The exercise:
Print the data below line for line, with no changes.

Data supplied:
○ ○ ○ ○ ○

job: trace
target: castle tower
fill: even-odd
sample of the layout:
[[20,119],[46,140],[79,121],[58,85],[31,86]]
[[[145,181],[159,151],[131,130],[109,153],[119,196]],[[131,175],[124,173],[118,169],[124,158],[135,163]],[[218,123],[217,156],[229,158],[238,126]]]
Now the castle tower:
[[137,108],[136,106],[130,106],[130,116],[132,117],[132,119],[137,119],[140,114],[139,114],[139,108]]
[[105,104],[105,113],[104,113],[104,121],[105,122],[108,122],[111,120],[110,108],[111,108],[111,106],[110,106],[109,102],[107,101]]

○ ○ ○ ○ ○

Solution to this exercise:
job: trace
target: castle tower
fill: even-odd
sample of the layout:
[[20,119],[46,140],[79,121],[58,85],[31,86]]
[[[145,181],[159,151],[131,130],[109,153],[119,196]],[[131,175],[124,173],[118,169],[124,158],[135,163]],[[218,123],[217,156],[229,158],[238,126]]]
Now the castle tower:
[[137,108],[136,106],[130,106],[130,116],[132,117],[132,119],[137,119],[140,114],[139,114],[139,108]]
[[105,104],[105,113],[104,113],[104,121],[105,122],[108,122],[111,120],[110,108],[111,108],[111,106],[110,106],[109,102],[107,101]]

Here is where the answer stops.